• **What you will do**: An acceptable answer repeats exactly the line with "of the stone" and each line after it through the end of the entries, and includes nothing else.

** Input follows **

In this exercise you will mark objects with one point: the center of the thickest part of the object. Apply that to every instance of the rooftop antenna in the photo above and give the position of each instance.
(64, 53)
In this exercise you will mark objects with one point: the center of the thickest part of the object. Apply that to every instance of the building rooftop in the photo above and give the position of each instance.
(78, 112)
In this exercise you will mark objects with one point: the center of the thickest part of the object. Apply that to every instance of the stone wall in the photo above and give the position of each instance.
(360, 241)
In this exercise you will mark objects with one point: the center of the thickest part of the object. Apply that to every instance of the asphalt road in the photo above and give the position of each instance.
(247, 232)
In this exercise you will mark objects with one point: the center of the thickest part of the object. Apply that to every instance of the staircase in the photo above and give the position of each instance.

** End of Input **

• **Solution**:
In this exercise you will mark objects with one point: the center of the thickest part of the object. Apply that to every instance of the stone wall in the photo above and give the position of each instance.
(360, 241)
In this exercise you will mark objects with one point: the center of the thickest part of the object. Apply that to every instance of the asphalt road in the photo above and give the position of each instance.
(247, 232)
In this exercise you will mark objects with one point: the center of the thickest part of the object. Apply that to every instance of the staircase in the photo above and give the position of each instance.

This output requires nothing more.